◆ **What the task requires**
Resize the data starting at the line that contains "Place a dot on every instance of the woman's arm, one" and ending at the end of the data. Rewrite only those lines, requests included, with every point coordinate multiplied by 1.15 and rounded to a whole number, halves rounded up.

◆ **Entries shown**
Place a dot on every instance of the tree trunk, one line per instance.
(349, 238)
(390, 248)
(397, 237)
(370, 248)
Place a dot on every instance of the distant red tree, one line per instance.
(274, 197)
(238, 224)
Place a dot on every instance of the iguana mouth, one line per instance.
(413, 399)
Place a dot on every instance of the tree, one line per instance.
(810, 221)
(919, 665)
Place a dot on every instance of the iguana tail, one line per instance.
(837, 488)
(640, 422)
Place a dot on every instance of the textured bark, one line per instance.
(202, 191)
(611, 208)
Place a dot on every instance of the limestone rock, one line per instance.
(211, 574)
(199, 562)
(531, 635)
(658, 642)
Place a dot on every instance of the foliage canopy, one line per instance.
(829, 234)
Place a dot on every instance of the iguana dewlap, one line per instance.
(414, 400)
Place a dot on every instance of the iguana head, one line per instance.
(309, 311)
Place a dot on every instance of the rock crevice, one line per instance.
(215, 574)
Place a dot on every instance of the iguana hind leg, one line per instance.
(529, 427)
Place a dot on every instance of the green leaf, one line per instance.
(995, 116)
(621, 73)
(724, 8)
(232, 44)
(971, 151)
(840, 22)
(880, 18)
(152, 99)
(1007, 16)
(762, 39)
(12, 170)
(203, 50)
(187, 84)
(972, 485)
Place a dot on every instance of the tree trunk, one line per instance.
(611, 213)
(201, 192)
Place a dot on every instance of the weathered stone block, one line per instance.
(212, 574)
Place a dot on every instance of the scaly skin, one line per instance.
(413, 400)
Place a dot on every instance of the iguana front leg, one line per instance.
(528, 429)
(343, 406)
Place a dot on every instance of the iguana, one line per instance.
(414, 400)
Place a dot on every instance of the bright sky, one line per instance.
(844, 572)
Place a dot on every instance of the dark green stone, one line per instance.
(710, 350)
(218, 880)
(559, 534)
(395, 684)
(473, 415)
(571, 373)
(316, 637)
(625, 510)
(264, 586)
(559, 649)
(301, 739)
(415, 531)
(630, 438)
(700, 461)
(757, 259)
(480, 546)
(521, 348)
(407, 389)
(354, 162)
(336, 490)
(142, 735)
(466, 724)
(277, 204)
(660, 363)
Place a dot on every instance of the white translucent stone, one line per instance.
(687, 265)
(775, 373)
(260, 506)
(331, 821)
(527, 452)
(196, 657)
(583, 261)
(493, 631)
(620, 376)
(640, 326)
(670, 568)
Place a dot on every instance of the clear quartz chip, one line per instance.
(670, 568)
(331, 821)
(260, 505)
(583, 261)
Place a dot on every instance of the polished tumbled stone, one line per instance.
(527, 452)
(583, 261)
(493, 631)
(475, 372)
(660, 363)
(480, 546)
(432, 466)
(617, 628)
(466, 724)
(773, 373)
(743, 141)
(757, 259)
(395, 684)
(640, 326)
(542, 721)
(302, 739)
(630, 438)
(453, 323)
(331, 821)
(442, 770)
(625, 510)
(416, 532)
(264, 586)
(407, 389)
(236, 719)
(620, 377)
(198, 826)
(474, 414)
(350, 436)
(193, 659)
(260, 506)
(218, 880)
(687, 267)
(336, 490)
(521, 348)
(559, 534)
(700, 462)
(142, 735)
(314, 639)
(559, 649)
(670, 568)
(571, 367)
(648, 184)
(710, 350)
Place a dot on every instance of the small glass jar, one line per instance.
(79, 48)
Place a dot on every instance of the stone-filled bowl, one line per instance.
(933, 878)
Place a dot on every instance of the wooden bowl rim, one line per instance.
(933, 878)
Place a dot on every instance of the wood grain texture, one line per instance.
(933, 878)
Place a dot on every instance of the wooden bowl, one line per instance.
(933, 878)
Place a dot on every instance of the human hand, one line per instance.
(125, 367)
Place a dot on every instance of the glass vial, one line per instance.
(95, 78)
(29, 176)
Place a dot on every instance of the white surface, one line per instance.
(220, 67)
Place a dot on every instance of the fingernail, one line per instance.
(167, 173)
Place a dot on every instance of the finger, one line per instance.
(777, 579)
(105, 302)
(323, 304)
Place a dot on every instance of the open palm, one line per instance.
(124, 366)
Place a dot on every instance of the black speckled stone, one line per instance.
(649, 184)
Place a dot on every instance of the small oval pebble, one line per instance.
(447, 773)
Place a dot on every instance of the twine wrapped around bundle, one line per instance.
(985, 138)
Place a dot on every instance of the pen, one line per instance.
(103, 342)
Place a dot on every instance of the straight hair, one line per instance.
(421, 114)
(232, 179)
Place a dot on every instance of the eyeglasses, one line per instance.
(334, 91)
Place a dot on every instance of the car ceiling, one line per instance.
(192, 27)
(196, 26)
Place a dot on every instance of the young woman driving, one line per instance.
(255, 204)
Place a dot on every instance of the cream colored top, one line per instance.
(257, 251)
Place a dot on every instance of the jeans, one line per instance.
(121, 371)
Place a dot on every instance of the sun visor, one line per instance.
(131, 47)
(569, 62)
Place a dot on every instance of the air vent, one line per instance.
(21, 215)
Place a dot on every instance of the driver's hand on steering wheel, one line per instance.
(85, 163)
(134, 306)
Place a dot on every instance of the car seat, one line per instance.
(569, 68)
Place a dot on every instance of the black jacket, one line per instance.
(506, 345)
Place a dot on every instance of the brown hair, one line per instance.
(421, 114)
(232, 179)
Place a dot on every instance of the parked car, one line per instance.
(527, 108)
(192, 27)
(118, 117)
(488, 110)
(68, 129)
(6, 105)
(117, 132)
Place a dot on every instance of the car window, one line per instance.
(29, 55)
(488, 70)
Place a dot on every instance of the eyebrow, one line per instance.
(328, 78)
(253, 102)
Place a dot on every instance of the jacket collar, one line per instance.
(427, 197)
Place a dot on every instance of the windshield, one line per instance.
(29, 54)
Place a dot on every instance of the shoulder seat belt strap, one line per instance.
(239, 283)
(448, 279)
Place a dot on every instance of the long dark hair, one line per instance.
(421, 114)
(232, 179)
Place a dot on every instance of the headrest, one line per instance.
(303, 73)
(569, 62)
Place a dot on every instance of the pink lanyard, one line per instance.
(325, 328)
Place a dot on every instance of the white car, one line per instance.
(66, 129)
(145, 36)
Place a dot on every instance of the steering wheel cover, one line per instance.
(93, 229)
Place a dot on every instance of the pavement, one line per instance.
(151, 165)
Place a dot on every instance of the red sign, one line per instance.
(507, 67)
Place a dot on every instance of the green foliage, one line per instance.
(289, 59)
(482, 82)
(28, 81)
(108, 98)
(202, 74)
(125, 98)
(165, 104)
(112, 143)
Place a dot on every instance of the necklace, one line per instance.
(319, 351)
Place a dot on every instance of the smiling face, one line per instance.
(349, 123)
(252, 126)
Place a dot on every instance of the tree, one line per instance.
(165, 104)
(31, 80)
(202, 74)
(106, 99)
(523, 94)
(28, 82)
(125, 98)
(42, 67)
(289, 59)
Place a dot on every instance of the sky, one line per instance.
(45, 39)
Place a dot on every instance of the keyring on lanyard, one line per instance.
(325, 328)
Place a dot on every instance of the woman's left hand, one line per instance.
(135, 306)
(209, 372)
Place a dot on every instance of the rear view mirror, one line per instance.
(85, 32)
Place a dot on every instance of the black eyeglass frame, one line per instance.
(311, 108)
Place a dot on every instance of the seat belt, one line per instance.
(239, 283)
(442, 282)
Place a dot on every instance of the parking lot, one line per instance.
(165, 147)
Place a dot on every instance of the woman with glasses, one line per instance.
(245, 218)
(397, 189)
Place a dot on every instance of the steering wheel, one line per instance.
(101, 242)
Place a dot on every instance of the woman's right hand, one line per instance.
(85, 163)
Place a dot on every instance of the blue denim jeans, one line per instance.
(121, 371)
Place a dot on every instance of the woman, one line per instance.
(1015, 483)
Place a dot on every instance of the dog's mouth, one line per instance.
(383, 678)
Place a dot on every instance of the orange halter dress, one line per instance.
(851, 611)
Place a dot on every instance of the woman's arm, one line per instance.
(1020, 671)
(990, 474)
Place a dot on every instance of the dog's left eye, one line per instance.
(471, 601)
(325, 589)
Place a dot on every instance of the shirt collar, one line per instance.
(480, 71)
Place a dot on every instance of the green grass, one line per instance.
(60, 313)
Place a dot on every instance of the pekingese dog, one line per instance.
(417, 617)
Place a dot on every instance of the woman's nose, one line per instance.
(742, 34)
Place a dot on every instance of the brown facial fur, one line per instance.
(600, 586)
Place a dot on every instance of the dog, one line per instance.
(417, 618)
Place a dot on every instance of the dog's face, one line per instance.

◆ **Full solution**
Place a dot on every instance of the woman's arm, one line per instance.
(1173, 772)
(1139, 545)
Place a dot on every instance of the dog's left eye, one line per instance.
(542, 691)
(374, 677)
Place a dot on every instance of the shirt collar, one line per instance.
(552, 82)
Place a dot on every instance of the green grass, one line per instance.
(69, 360)
Place a dot on every instance of the pekingese dog, one line per instance.
(480, 710)
Place a dot on every instance of the woman's nose, one line per instance.
(853, 39)
Place a dot on every instance of the brown facial fur, one line per instance.
(690, 674)
Place a dot on every instance of the dog, one line per instance.
(480, 711)
Place a dot on every instance of the dog's face, one line per instance.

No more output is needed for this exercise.